▶ [PROBLEM TO WORK ON]:
The reply should hold every record, copied exactly, and none of the pictures.

┄┄┄┄┄┄┄┄┄┄

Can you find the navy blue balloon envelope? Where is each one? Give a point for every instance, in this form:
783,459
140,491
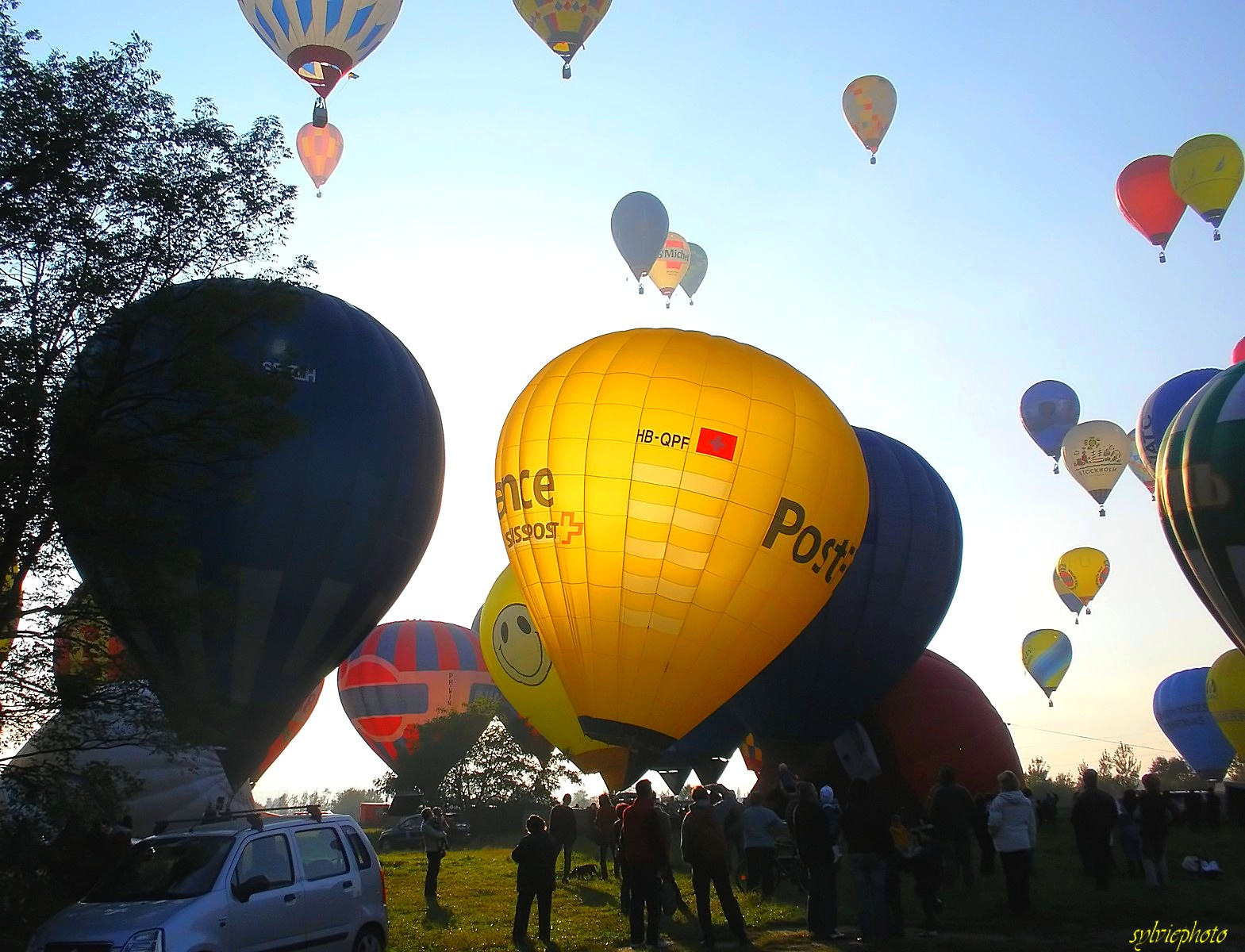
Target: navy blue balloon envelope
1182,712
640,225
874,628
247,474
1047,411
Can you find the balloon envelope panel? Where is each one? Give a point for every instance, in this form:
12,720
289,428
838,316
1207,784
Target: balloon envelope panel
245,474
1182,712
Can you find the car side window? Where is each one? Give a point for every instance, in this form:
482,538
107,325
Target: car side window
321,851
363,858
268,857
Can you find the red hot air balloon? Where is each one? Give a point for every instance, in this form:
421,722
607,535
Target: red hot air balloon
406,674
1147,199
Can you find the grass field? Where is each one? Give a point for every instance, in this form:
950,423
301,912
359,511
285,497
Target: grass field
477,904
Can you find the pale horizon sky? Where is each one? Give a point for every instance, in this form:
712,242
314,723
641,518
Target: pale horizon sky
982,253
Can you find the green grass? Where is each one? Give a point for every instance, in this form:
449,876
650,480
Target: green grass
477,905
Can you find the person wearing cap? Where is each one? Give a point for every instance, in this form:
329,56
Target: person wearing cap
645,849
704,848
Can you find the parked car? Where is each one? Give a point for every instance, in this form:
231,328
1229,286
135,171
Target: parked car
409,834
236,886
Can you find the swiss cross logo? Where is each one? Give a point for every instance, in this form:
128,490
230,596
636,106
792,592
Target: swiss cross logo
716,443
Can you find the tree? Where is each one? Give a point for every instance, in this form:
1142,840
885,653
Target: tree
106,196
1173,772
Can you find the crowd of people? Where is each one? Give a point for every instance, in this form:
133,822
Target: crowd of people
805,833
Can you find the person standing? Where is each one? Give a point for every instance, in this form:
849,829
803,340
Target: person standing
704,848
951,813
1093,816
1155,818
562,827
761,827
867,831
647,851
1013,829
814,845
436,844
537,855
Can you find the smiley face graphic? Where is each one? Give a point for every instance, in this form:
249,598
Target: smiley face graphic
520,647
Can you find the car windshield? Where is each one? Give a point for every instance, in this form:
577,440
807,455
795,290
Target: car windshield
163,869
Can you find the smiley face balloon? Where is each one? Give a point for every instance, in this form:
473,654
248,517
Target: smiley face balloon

┄┄┄┄┄┄┄┄┄┄

▶ [EXERCISE RESULT]:
Can you find the navy blue balloon envelope? Where is each one? Give a point for every instance, in this form:
783,459
140,491
Target: navy blue balloon envelope
1182,712
640,225
874,628
247,474
1047,411
Can you find the balloon envelope panel? Where is each one? Give a point for every instance, in this form:
12,720
289,428
838,316
1207,784
Target: balloon envelope panel
245,474
1182,712
Can you find the car side window? Where is each one? Give a point for every instance, in this form:
482,538
107,325
Target: car side window
321,851
363,858
268,857
Can you find the red hot air balloon? Where is each one? Give a point for every instance, in this form:
421,722
607,535
Target: red hot air balloon
406,674
1147,199
Can you find the grass field? Where is each one? Give a point for every instance, in this form:
950,423
301,912
359,511
285,497
Target: grass field
477,904
Can you find the pale horizon sky? Where is each one? Give a point for every instance, in this form:
712,242
314,723
641,518
Target: pale horizon sky
982,253
Can you find the green grass? Where is each one? Give a point for every instance, in this form:
449,876
650,480
Target: green grass
477,905
Can you find the person wearing cap? Where is each one? Give a point for every instance, in this form:
329,56
Target: person wearing cap
645,849
704,848
Can you find the parked car? Where is each one? Give a point for every instance, in this form:
231,328
1229,286
135,171
Target: parked car
409,834
236,886
Can you find the swiss cross logo? Where is each one? Give a point for every instance, in this form:
128,490
230,596
636,106
792,592
Target: swiss cross logo
716,443
Can you find the tree? Where is each one? Give a point for every instance, in this form:
1142,840
885,653
Target: tree
106,196
1173,772
Can you find the crowd of people? Where is each one? Give a point for every instance, in this form:
133,822
Target: crowd of people
805,833
Can you find the person standing? Where is each one? Give a point for every instance, in this form:
849,829
803,340
Target: person standing
704,848
951,813
1093,816
1155,818
562,827
761,827
867,831
647,851
1013,829
814,845
436,844
537,855
Can you find the smiley face graphic? Where is each one? Give a point for every instance, in this form:
249,598
Target: smiley face graphic
520,647
Can you find the car windshield? Where is each one? Give a point for every instance, in this form:
577,440
807,455
795,290
Target: car windshield
163,869
Can you find the smiley face balloon? Where is each one? Give a point for every instance, in this form:
473,654
248,517
Target: smiley face balloon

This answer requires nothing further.